[[ SELECTED EXCERPT, beginning ]]

09 May 2019 - 02:35
News ID: 444783
A
Bahrain’s supreme court of appeal upheld death sentences against two anti-regime activists and handed down jail terms to dozens of others as the ruling Al Khalifah regime presses ahead with its heavy clampdown on political dissidents and pro-democracy activists in the kingdom.

RNA - The Court of Cassation also stripped 47 of the defendants of their citizenship, Bahrain’s official news agency BNA, citing an official statement, reported.

The court also upheld life terms for 19 convicts and sentenced 37 others to between five and 15 years in jail.

The statement said the defendants were found guilty of forming a “terror cell” that carried out a number of attacks, killing at least two policemen and wounding several others.

They were also convicted of “smuggling weapons by boat, attacking a prison and helping a number of inmates flee”.

Thirty-six of the convicts, including the two sentenced to death, are being held in jail, while the rest were sentenced in absentia.

Separately, the same court upheld lengthy jail terms against 19 dissidents on charges of espionage and plotting to overthrow the ruling regime.

The court confirmed life terms for eight of those convicted, 15-year jail terms for nine and 10-year terms for two others, with the citizenship of 15 of them revoked.

[[ SELECTED EXCERPT, end ]]
[[ PROVIDED DATA, beginning ]]

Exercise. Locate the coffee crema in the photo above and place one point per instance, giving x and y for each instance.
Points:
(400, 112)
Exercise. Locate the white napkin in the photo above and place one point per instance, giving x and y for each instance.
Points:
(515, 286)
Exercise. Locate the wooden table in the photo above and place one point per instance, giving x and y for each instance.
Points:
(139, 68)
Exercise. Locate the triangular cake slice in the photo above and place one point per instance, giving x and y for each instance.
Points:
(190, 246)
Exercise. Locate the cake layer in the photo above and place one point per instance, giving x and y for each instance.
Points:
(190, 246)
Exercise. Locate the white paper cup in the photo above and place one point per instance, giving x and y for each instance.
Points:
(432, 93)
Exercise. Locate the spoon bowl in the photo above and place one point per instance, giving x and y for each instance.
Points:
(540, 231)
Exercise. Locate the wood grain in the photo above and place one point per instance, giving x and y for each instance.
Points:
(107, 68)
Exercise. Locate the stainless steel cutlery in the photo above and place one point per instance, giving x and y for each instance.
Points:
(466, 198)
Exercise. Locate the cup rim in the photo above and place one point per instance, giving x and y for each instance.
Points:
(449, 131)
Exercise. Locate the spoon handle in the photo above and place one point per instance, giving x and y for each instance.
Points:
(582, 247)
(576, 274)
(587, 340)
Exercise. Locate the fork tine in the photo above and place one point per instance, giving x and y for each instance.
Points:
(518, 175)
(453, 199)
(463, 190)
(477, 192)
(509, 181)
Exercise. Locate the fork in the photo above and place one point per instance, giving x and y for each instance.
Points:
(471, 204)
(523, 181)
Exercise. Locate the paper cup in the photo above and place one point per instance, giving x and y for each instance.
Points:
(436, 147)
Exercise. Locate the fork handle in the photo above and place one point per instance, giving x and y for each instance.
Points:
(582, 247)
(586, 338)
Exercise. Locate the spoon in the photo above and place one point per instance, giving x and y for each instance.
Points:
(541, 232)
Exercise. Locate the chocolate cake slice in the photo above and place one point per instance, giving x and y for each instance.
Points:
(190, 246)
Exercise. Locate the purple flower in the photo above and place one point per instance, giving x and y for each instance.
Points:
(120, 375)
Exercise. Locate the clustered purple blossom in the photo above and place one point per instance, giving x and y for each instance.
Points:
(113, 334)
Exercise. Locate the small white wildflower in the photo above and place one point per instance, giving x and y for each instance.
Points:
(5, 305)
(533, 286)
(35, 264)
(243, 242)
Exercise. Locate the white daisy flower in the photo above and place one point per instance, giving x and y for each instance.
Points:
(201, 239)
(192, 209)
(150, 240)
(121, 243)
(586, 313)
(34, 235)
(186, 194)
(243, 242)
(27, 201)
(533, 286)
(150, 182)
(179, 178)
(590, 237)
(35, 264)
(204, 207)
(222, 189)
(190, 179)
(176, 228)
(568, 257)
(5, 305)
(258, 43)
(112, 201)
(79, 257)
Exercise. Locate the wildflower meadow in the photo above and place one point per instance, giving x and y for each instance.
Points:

[[ PROVIDED DATA, end ]]

» SET OF TASKS
1. Rewrite the news report on Bahrain's court rulings from "They were also" up to and including "the ruling regime.", substituting "spying" for "espionage".
2. Pick up the news report on Bahrain's court rulings after its final sentence and carry it on.

» LIST OF ANSWERS
1.
They were also convicted of “smuggling weapons by boat, attacking a prison and helping a number of inmates flee”.

Thirty-six of the convicts, including the two sentenced to death, are being held in jail, while the rest were sentenced in absentia.

Separately, the same court upheld lengthy jail terms against 19 dissidents on charges of spying and plotting to overthrow the ruling regime.

2.
Thousands of anti-regime protesters have held demonstrations in Bahrain on an almost daily basis ever since a popular uprising began in the country in mid-February 2011.

They are demanding that the Al Khalifah regime relinquish power and allow a just system representing all Bahrainis to be established.

Manama has gone to great lengths to clamp down on any sign of dissent. In mid-March 2011, troops from Saudi Arabia and the United Arab Emirates were deployed to assist Bahrain in its crackdown.

Scores of people have lost their lives and hundreds of others sustained injuries or got arrested as a result of the Al Khalifah regime’s crackdown.

In early March 2017, Bahrain’s parliament approved the trial of civilians at military tribunals in a measure blasted by human rights campaigners as being tantamount to imposition of an undeclared martial law countrywide.

Bahraini monarch King Hamad bin Isa Al Khalifah ratified the constitutional amendment in early April 2017.